___ Excerpted text

= Drug discrimination =

Behavioral test comparing drugs

Drug discrimination (DD) is a technique in behavioral neuroscience used to evaluate the discriminative stimulus properties or interoceptive cues of psychoactive drugs. In drug discrimination, a subject is trained on a training drug, and then it is tested with novel drugs to see if the novel drugs are experienced as similar to the training drug. In essence, the drug discrimination paradigm has the subject "tell" the experimenter "I think you gave me the training drug" or "I don't think you gave me anything".

The discriminative stimulus properties of drugs are believed to reflect their subjective effects. When partial or full stimulus generalization of a test drug to a training drug occurs, the test drug can be assumed to have effects that are subjectively similar to those of the training drug. Drug discrimination tests are usually performed in rodents, but have also been conducted in non-human primates and humans.

Drug discrimination assays have been employed to assess whether drugs have stimulant-, hallucinogen- or entactogen-like effects, among many other varieties of drug effects. The exact neural basis leading to an animal's interoceptive response is unknown and is likely to vary depending on the drug class.

==Serotonergic psychedelics==
Drug discrimination was first used with psychedelic drugs in 1971. This was with rats, whereas the first use of drug discrimination with psychedelics in mice was published in 2003.

The area of the brain where the discriminative stimulus properties of LSD and presumably other serotonergic psychedelics in rats is mediated has been identified as the anterior cingulate cortex (ACC). Local infusions of LSD into the ACC dose-dependently and up to fully substituted for systemically administered LSD and this substitution could be completely blocked by the highly selective serotonin 5-HT_{2A} receptor antagonist volinanserin (M100907). Although serotonin 5-HT_{2A} receptor agonism is accepted as the mechanism mediating the hallucinogenic effects of psychedelics, other receptors, including the serotonin 5-HT_{1A} receptor, the serotonin 5-HT_{2C} receptor, and the serotonin 5-HT_{5A} receptor, also variably contribute to their discriminative stimulus properties and may be involved in their subjective effects. The dopamine D_{4} receptor is involved in the discriminative stimulus properties of LSD as well.

The serotonin 5-HT_{1A} receptor is involved in the discriminative stimulus properties of 5-MeO-DMT and LSD in rodents but not in those of psilocybin or DOM. The 5-MeO-DMT stimulus is mediated primarily by the serotonin 5-HT_{1A} receptor and partially by the serotonin 5-HT_{2A} receptor. The serotonin 5-HT_{2C} receptor is importantly involved in the discriminative stimulus properties of DiPT in rodents but not in those of dimethyltryptamine (DMT). A serotonin 5-HT_{2C} receptor antagonist had only modest effects on the discriminative stimulus properties of psilocybin, suggesting against an important involvement of this receptor in psilocybin's subjective effects.

______

What you will do -> List every receptor named in the drug discrimination text. The lines that come after this text were taken from an unrelated source.

___ Provided data

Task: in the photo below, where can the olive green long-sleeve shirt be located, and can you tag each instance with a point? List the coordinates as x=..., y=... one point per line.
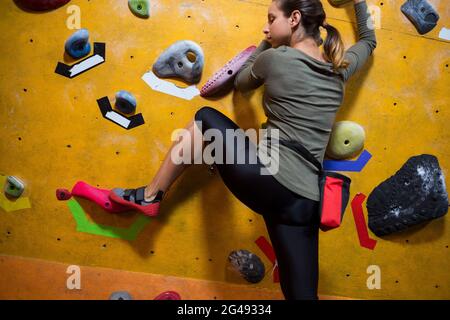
x=301, y=98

______

Written solution ->
- Serotonin 5-HT2A receptor
- Serotonin 5-HT1A receptor
- Serotonin 5-HT2C receptor
- Serotonin 5-HT5A receptor
- Dopamine D4 receptor